To investigate the role of self-regulated learning in acquiring technological pedagogical and content knowledge, Huang and Lajoie (2021) used process mining and analysed the log file data of teachers developing instruction plans in a computer environment. They discovered that excellent teachers were more likely to engage in self-regulated learning and more consistently sought to develop technological pedagogical and content knowledge. Cerezo et al. (2020) applied Inductive Miner to analyze learners’ interaction traces on online platform and discovered their self-regulation models through time-series, which showed that although passing learners did not follow the instructors’ suggestions exactly, they did follow the logic of a successful self-regulated learning process as opposed to failing ones.

Process mining is a useful method for analyzing data through time-series; however, the process of analyzing learner ideas is complex and may involve the analysis of overlapping events occurring within a short time (Lee & Seng, 2017). The code-and-count methods used in previous studies had masked small but crucial details that may indicate the understanding level of an individual or a group at a particular point (Chen et al., 2017). Moreover, the understanding of discourse depends on the context, and in-depth analysis must be conducted for truly understanding the intentions and motivation of learners. Process mining focuses on the relationship between the event frequency and the event sequence, which may be appropriate for analyzing time series.

The collaboration process is developed over time, and the progress of collaboration is crucial to learning success. Time series can describe students’ learning activities and the practical processes of SRL (Johnson et al., 2011). The SRL process can be divided into two parts: the transitions between phases, such as the transition from the forethought phase to the reflection phase, and the sequential changing of characteristics over time, such as the student learning progress from the beginning to the end of a course (Järvelä et al., 2016a, b). Learners’ input and the state of task completion change over time (Greene & Azevedo, 2010).

Ebrahim et al. (2020) had conducted a bibliometric analysis on research in time-series classification, found that the research field had been broken down into three main categories as different frameworks of deep neural networks, different applications in remote sensing and in signal processing for time-series classification tasks. The third is related to the temporal analysis of education. But only a few studies have focused on the temporal aspects of regulated learning. These studies had identified the importance of the temporal characteristics of self-regulated in collaborative learning (Malmberg et al., 2017; Molenaar & Järvelä, 2014). SRL was commonly studied by computing the frequency of learning activities (Cleary et al., 2012), while the order and timing of actions were quite ignored (Winne, 2014).

Although emotion is the basis for the occurrence of cognition, few studies have temporally examined both these aspects in collaborative learning. Kapur (2011) believed that studying how the interaction between emotion and cognition changed in collaborative learning was crucial. The temporal changes in the interaction between cognition and emotion are relevant in collaborative learning situations because in these situations, group members must respond to the challenges emerging in the collaboration process and adjust the interaction between their cognition and emotion (Hadwin et al., 2011; Sobocinski et al., 2017).

Data rows:
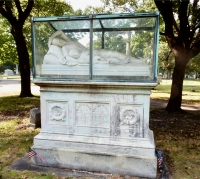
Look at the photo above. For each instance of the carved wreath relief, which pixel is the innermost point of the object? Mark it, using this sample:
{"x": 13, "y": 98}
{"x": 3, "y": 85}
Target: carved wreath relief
{"x": 130, "y": 122}
{"x": 57, "y": 112}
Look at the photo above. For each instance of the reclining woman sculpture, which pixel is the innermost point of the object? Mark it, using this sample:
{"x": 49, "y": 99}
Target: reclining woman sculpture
{"x": 66, "y": 52}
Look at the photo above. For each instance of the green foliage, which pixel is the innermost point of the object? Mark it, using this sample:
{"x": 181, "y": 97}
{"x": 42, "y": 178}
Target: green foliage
{"x": 8, "y": 50}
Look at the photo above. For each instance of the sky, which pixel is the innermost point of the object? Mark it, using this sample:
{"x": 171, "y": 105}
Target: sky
{"x": 81, "y": 4}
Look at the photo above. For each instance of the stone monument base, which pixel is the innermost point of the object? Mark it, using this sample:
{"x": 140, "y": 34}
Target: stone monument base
{"x": 99, "y": 126}
{"x": 124, "y": 164}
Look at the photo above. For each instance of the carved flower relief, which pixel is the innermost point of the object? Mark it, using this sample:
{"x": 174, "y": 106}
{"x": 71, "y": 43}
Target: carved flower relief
{"x": 57, "y": 112}
{"x": 129, "y": 116}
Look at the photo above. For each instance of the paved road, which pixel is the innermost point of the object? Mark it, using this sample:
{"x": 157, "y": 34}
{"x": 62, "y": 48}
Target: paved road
{"x": 12, "y": 87}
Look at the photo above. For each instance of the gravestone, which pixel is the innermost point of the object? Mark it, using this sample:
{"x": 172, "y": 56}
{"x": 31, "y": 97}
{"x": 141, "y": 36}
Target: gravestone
{"x": 8, "y": 72}
{"x": 95, "y": 103}
{"x": 35, "y": 118}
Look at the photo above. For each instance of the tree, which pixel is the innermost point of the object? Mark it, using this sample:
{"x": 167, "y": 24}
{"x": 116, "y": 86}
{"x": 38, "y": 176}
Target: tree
{"x": 16, "y": 12}
{"x": 182, "y": 32}
{"x": 16, "y": 21}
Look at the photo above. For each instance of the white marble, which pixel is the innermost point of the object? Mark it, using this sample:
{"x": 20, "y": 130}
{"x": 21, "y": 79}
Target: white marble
{"x": 96, "y": 127}
{"x": 66, "y": 57}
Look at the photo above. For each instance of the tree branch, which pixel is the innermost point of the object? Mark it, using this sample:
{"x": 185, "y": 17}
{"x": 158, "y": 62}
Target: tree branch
{"x": 165, "y": 8}
{"x": 176, "y": 27}
{"x": 26, "y": 12}
{"x": 184, "y": 24}
{"x": 17, "y": 3}
{"x": 196, "y": 48}
{"x": 193, "y": 21}
{"x": 7, "y": 13}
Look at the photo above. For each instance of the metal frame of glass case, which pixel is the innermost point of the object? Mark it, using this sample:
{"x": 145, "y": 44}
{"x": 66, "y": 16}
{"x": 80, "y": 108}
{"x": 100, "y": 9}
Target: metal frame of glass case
{"x": 101, "y": 24}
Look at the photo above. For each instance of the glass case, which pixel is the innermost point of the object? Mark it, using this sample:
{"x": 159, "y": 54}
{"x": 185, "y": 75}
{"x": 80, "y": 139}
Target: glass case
{"x": 97, "y": 47}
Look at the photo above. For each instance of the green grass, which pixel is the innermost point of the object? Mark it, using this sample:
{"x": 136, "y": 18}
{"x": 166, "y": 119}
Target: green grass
{"x": 163, "y": 90}
{"x": 9, "y": 77}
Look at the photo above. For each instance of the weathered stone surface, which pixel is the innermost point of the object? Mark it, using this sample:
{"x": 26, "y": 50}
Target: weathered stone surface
{"x": 96, "y": 128}
{"x": 35, "y": 118}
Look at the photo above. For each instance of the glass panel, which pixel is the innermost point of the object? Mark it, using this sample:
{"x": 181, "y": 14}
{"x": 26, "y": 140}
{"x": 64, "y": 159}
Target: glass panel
{"x": 68, "y": 25}
{"x": 126, "y": 23}
{"x": 59, "y": 54}
{"x": 126, "y": 53}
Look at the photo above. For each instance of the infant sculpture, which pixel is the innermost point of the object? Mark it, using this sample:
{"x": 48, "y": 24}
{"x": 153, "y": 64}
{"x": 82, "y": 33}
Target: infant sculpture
{"x": 66, "y": 52}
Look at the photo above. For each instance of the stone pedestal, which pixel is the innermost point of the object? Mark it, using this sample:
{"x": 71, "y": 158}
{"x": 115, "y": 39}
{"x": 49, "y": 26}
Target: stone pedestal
{"x": 96, "y": 126}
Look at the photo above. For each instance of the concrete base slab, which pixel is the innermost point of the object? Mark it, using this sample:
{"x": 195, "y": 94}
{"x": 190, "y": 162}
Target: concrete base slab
{"x": 24, "y": 164}
{"x": 141, "y": 166}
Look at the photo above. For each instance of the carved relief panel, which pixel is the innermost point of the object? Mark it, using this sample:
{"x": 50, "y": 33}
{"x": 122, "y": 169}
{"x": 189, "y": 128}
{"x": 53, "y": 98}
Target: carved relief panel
{"x": 92, "y": 114}
{"x": 130, "y": 122}
{"x": 57, "y": 112}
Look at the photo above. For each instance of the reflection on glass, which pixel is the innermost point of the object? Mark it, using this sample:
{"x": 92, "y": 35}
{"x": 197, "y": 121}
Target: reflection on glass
{"x": 123, "y": 49}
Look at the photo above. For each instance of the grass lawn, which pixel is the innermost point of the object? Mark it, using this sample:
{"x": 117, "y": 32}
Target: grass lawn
{"x": 178, "y": 135}
{"x": 191, "y": 91}
{"x": 9, "y": 77}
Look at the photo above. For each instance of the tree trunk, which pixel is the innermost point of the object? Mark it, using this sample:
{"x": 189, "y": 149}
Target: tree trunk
{"x": 169, "y": 74}
{"x": 175, "y": 100}
{"x": 24, "y": 65}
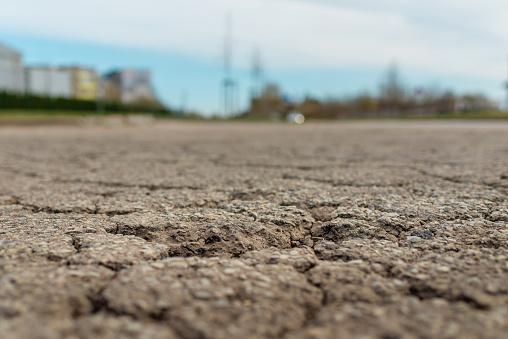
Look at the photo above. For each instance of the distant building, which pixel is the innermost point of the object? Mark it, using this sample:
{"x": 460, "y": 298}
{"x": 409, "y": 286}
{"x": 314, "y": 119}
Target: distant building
{"x": 49, "y": 81}
{"x": 11, "y": 70}
{"x": 85, "y": 82}
{"x": 129, "y": 86}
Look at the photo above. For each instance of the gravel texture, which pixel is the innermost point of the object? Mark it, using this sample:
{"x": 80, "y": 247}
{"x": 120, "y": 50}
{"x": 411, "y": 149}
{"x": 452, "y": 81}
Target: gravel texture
{"x": 226, "y": 230}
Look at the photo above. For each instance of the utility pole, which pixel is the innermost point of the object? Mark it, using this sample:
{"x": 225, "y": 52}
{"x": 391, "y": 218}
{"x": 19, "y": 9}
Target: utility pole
{"x": 256, "y": 73}
{"x": 506, "y": 86}
{"x": 228, "y": 83}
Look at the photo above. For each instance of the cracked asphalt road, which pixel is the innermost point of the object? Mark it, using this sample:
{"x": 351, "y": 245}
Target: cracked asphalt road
{"x": 216, "y": 230}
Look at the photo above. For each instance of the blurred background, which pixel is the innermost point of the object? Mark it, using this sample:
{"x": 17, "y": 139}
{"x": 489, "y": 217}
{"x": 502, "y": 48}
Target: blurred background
{"x": 259, "y": 59}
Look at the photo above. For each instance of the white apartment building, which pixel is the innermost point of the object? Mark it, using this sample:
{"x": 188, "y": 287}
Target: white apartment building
{"x": 49, "y": 81}
{"x": 11, "y": 70}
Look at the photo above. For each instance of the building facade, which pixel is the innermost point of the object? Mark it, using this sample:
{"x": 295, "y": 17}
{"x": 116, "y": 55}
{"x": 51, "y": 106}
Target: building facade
{"x": 85, "y": 82}
{"x": 49, "y": 81}
{"x": 129, "y": 86}
{"x": 11, "y": 70}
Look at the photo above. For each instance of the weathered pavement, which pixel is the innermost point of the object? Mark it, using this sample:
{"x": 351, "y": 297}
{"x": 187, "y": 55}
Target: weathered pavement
{"x": 191, "y": 230}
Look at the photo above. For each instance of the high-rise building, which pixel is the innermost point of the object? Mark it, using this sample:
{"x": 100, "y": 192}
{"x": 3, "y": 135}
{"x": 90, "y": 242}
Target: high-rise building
{"x": 11, "y": 70}
{"x": 129, "y": 86}
{"x": 85, "y": 82}
{"x": 49, "y": 81}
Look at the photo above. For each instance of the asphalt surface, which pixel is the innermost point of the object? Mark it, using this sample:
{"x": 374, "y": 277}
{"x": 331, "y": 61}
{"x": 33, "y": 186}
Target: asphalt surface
{"x": 229, "y": 230}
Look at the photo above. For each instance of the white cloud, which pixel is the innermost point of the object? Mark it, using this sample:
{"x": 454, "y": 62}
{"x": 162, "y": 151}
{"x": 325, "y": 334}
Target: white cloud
{"x": 443, "y": 36}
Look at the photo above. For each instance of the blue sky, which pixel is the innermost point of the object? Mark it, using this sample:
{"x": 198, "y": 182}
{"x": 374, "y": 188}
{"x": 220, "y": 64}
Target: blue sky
{"x": 321, "y": 48}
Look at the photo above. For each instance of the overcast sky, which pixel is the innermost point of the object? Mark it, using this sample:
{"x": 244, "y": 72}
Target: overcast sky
{"x": 320, "y": 47}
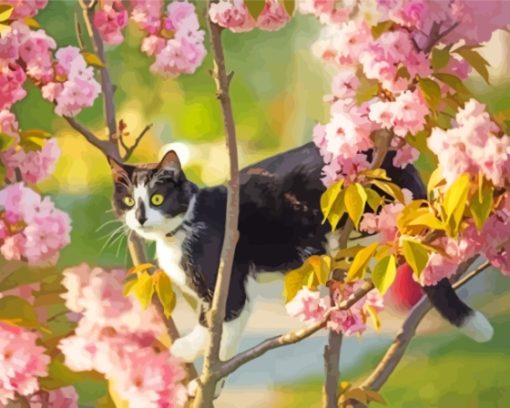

Stated goal A:
In the passage on self-regulated learning, rewrite everything from "The collaboration process is" down to "(Greene & Azevedo, 2010).", substituting "self-regulated learning process" for "SRL process".
Stated goal B:
According to the passage on self-regulated learning, what did Huang and Lajoie (2021) find about excellent teachers?
Stated goal C:
Why does the passage on self-regulated learning say that temporal changes in the interaction between cognition and emotion matter in collaborative learning?

Worked solution A:
The collaboration process is developed over time, and the progress of collaboration is crucial to learning success. Time series can describe students’ learning activities and the practical processes of SRL (Johnson et al., 2011). The self-regulated learning process can be divided into two parts: the transitions between phases, such as the transition from the forethought phase to the reflection phase, and the sequential changing of characteristics over time, such as the student learning progress from the beginning to the end of a course (Järvelä et al., 2016a, b). Learners’ input and the state of task completion change over time (Greene & Azevedo, 2010).

Worked solution B:
Excellent teachers were more likely to engage in self-regulated learning and more consistently sought to develop technological pedagogical and content knowledge.

Worked solution C:
In collaborative learning, group members must respond to the challenges that emerge during the collaboration process. They also have to adjust the interaction between their cognition and emotion.